**Request**
Copy out every one of the entries below, keeping each line unchanged.

**Input data**
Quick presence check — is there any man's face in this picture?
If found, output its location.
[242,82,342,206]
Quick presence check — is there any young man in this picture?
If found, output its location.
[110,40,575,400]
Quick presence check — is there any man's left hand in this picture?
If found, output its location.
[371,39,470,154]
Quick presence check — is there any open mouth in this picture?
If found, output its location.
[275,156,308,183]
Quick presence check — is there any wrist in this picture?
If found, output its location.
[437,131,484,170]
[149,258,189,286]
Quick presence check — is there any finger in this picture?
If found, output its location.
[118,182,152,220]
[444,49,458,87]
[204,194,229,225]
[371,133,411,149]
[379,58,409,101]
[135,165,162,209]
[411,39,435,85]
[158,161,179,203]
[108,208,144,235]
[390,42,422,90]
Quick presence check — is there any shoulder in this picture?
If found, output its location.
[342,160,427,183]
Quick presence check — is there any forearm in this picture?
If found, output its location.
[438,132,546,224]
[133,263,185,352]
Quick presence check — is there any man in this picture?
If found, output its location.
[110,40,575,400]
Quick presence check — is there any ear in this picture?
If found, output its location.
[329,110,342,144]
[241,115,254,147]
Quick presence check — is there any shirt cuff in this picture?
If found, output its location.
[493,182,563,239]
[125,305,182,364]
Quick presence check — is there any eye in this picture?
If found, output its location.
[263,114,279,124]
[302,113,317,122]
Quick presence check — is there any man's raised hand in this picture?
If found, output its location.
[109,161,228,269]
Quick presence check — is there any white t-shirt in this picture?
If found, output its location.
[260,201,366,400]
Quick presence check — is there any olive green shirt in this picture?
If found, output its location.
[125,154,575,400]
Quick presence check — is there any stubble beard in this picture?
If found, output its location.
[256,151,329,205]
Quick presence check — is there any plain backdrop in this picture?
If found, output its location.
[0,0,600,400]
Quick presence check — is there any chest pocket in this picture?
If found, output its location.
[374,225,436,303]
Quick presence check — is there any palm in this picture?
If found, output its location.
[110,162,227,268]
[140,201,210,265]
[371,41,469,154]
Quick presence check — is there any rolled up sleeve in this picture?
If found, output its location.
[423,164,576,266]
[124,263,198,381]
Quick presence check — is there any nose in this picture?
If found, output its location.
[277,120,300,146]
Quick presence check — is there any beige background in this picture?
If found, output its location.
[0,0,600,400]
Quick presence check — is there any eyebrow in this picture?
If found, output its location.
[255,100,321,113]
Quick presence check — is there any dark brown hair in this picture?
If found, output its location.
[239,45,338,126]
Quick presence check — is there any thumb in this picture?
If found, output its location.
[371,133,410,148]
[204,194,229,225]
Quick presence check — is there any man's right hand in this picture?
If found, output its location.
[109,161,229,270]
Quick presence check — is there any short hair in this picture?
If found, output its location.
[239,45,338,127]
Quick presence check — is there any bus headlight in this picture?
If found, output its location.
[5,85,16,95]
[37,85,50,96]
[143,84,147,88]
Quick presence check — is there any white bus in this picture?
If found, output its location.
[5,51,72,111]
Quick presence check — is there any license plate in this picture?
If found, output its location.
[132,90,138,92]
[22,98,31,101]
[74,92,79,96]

**Solution**
Quick presence check — is there any man's face in this picture?
If found, output its location.
[242,82,342,206]
Quick presence check — is there any young man in this picture?
If found, output its location.
[110,40,575,400]
Quick presence check — is there any man's left hand in this picture?
If found, output its location.
[371,39,470,154]
Quick presence check — is there any open mouth in this picture?
If found, output its location.
[275,156,308,183]
Quick presence check — is there any wrist in this picture?
If found, output its location.
[437,131,484,170]
[149,258,189,286]
Quick presence check — is there any finger in this picture?
If found, output its location.
[118,182,152,220]
[444,49,458,87]
[204,194,229,225]
[371,133,411,149]
[379,58,409,101]
[135,165,162,209]
[411,39,435,85]
[158,161,179,203]
[108,208,144,235]
[390,42,422,90]
Quick presence check — is there any shoulder in this picture?
If found, output its location.
[342,160,427,183]
Quick presence check — is there any forearm in this picture?
If found, output its location.
[438,132,546,224]
[133,263,185,352]
Quick presence check — is there any man in this picture?
If found, output its location.
[110,40,575,400]
Quick presence check — is there any ear in this picture?
If found, output its location.
[329,110,342,144]
[241,115,254,147]
Quick presence check — is there any shirt cuff in this picture?
If found, output its location.
[493,182,563,239]
[125,305,182,364]
Quick presence check — is there any eye in this picture?
If found, output its location.
[263,114,279,124]
[302,113,317,122]
Quick presence check — is there any man's raised hand in this picture?
If found, output its location.
[109,161,228,269]
Quick presence check — is there any white t-shirt in this picture?
If found, output its location.
[260,201,366,400]
Quick presence check — is there any olive green shirt in this picture?
If found, output its location.
[125,154,575,400]
Quick presence check — is there any stubble beard in this picture?
If found, output its location.
[256,151,329,205]
Quick presence check — is there any plain backdrop in this picture?
If found, output its location.
[0,0,600,400]
Quick presence check — is there any chest pocket in this picture?
If found, output its location.
[374,225,436,303]
Quick presence check — is there any palm in this picture?
If found, output its location.
[110,162,227,268]
[140,201,210,265]
[371,41,469,154]
Quick presence check — is there any rolled up sleeve in this picture?
If found, output its location.
[423,164,576,266]
[124,263,198,381]
Quick presence check — is there any nose in this picture?
If found, output its location.
[277,120,300,146]
Quick presence check — is there any beige background in this picture?
If found, output its location.
[0,0,600,400]
Quick presence check — is there any eyebrow in this picture?
If found, output its location.
[255,100,321,113]
Quick presence check — is there any dark brown hair in this picture?
If found, output its location.
[239,45,338,126]
Quick presence check — is there any thumb in this picture?
If found, output its location.
[371,133,410,148]
[204,194,229,225]
Quick presence check — is there any man's right hand in this picture?
If found, output its location.
[109,161,229,270]
Quick presence check — is there any short hair in this picture?
If found, output its location.
[239,45,338,127]
Quick presence check — is there any bus headlight in this picture?
If found, output its location.
[5,85,16,95]
[37,85,50,96]
[143,84,147,88]
Quick presence check — is there any white bus in this picture?
If found, output its location.
[5,51,72,111]
Quick presence check — is there any license plate in this picture?
If found, output its location.
[132,90,138,92]
[22,98,31,101]
[74,92,79,96]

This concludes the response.